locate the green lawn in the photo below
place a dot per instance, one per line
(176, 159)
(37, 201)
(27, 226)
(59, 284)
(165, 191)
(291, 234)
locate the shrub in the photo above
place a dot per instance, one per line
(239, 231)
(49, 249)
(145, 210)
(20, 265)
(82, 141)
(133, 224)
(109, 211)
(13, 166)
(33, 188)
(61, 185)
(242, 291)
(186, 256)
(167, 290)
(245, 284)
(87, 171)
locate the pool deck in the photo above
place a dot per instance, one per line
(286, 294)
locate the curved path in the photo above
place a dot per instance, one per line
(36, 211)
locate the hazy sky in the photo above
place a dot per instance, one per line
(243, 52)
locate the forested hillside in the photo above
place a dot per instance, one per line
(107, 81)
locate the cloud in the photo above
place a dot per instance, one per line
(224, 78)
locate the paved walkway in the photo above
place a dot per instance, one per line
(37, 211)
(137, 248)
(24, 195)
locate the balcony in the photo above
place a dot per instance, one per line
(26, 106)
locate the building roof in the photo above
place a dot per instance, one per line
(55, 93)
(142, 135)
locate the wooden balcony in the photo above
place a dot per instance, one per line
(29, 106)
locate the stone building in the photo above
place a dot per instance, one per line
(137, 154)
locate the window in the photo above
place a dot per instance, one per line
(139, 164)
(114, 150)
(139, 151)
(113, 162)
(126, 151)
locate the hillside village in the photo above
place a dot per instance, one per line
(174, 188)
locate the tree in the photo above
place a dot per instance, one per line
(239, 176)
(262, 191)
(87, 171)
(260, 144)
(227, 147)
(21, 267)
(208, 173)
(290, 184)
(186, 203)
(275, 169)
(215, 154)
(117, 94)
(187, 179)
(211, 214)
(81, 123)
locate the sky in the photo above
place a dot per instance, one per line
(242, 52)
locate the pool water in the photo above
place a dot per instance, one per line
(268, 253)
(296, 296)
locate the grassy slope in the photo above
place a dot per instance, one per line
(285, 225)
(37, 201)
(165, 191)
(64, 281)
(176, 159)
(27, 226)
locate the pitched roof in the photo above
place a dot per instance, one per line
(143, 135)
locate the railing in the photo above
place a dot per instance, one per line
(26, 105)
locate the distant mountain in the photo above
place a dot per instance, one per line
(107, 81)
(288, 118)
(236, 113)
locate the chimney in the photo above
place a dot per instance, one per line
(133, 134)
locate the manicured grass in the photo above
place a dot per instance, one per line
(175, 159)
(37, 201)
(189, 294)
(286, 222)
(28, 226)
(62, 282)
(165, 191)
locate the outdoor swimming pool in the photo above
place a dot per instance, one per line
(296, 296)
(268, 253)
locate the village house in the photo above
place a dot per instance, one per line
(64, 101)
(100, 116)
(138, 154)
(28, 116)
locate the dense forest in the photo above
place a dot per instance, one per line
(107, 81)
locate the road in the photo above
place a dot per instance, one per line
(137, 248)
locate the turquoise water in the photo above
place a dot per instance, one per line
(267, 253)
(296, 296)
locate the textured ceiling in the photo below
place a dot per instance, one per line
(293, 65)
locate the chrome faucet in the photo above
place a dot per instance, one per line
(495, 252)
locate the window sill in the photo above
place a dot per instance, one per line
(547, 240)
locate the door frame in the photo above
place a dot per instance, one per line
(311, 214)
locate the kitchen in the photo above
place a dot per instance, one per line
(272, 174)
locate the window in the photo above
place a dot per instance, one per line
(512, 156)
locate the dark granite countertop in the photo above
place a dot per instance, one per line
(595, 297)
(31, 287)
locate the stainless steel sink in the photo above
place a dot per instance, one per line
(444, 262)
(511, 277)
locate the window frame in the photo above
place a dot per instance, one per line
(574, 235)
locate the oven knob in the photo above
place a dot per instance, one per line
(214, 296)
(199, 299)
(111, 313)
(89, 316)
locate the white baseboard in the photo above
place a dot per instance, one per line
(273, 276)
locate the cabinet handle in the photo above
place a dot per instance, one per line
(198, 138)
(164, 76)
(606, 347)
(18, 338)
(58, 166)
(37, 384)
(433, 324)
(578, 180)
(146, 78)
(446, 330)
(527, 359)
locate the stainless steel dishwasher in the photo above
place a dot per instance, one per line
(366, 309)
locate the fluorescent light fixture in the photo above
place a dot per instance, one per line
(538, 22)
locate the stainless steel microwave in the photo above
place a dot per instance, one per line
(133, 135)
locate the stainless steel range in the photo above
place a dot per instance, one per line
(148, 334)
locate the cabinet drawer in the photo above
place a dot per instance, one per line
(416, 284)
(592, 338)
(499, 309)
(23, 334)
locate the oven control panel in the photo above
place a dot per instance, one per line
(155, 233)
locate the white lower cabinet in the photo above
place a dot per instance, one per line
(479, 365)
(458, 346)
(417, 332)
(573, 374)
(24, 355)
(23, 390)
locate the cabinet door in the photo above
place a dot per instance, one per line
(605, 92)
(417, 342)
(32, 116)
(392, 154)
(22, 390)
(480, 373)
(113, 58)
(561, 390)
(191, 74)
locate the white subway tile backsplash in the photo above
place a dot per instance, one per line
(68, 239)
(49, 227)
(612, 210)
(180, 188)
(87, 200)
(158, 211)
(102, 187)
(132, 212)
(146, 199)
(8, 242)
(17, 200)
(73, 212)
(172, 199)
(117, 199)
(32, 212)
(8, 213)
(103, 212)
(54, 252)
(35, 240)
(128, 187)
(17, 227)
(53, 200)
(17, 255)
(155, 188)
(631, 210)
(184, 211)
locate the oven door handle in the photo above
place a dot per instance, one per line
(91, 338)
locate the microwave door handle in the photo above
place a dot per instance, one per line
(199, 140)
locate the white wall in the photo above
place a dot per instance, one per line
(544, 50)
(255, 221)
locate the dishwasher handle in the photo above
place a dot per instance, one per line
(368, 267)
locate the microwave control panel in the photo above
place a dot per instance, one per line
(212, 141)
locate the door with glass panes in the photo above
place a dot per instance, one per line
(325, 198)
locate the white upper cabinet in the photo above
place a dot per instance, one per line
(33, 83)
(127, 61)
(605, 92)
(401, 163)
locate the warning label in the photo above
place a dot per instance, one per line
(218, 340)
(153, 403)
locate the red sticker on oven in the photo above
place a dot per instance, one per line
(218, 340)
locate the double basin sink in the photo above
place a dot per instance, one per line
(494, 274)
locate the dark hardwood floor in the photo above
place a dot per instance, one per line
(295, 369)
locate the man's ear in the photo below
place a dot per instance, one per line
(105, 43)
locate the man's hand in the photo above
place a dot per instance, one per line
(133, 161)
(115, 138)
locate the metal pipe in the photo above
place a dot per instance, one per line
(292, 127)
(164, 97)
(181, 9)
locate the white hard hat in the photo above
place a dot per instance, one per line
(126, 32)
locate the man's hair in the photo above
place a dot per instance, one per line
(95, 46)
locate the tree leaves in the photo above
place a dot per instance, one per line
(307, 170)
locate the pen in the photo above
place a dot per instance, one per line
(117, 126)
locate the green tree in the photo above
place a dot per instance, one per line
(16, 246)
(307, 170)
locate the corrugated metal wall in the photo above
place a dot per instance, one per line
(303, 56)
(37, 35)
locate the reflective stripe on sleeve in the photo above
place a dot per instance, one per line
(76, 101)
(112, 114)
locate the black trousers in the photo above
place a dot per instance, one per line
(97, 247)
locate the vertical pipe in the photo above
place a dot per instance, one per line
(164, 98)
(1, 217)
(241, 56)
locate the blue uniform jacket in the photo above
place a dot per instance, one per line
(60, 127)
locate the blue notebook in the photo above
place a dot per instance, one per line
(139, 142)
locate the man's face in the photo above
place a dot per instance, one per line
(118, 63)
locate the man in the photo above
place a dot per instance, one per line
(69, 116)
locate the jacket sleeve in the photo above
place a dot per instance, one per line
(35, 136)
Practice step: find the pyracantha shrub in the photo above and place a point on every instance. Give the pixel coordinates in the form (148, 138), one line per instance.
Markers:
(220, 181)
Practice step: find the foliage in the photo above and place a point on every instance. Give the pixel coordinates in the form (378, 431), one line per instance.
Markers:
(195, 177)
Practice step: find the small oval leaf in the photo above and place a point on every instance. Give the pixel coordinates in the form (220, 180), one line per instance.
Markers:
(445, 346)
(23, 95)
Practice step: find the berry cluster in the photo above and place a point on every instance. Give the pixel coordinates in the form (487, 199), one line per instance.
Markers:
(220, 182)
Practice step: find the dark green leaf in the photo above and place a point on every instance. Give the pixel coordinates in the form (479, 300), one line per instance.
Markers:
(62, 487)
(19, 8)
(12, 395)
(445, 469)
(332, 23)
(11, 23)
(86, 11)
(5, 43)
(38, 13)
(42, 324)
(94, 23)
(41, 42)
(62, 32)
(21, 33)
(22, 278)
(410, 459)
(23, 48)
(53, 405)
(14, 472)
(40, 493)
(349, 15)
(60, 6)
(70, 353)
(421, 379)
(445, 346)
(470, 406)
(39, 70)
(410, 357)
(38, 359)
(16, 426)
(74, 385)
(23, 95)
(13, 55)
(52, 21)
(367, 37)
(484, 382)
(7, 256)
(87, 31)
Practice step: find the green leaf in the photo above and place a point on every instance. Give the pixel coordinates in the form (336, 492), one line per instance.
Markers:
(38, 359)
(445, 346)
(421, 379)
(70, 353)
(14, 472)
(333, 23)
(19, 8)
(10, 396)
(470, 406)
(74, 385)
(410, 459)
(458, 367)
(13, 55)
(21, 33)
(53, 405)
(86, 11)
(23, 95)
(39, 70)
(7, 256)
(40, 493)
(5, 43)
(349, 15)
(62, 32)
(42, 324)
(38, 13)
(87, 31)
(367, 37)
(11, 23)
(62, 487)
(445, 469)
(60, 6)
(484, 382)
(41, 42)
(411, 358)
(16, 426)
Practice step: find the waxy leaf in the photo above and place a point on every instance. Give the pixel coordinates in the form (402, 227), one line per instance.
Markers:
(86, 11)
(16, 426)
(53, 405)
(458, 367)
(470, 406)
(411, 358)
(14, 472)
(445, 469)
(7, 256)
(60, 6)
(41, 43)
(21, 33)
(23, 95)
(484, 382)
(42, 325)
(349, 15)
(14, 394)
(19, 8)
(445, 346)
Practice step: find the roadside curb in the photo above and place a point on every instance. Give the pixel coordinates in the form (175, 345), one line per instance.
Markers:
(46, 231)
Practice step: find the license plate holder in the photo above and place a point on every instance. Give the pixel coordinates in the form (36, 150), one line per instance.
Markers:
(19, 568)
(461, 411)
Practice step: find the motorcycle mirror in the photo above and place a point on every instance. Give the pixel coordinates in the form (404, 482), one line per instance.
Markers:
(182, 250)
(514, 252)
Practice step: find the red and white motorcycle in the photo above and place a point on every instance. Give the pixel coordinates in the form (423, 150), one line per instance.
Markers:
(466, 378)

Required work:
Reproduce the lines above, beginning at the line with "locate the oven door" and stopping after the line with "locate the man's ear in the photo below", exactly as they are.

Written solution:
locate the oven door handle in the photo above
place a dot per instance, one per line
(91, 338)
locate the microwave door handle in the photo above
place a dot per instance, one per line
(199, 140)
locate the white wall in the photo above
place a dot per instance, one per line
(544, 50)
(255, 221)
locate the dishwasher handle in the photo above
place a dot per instance, one per line
(368, 267)
locate the microwave control panel in the photo above
place a dot per instance, one per line
(212, 141)
locate the door with glass panes in the photo above
place a dot per instance, one per line
(325, 198)
locate the white upper cabinet in the photo above
place a dot per instance, one per line
(33, 83)
(127, 61)
(605, 92)
(401, 163)
locate the warning label in the photo above
place a dot per instance, one per line
(218, 340)
(153, 403)
locate the red sticker on oven in the photo above
place a dot per instance, one per line
(218, 340)
locate the double basin sink in the photo above
place a dot per instance, one per line
(494, 274)
locate the dark hardwood floor in the photo above
place a dot per instance, one per line
(295, 369)
locate the man's ear in the photo below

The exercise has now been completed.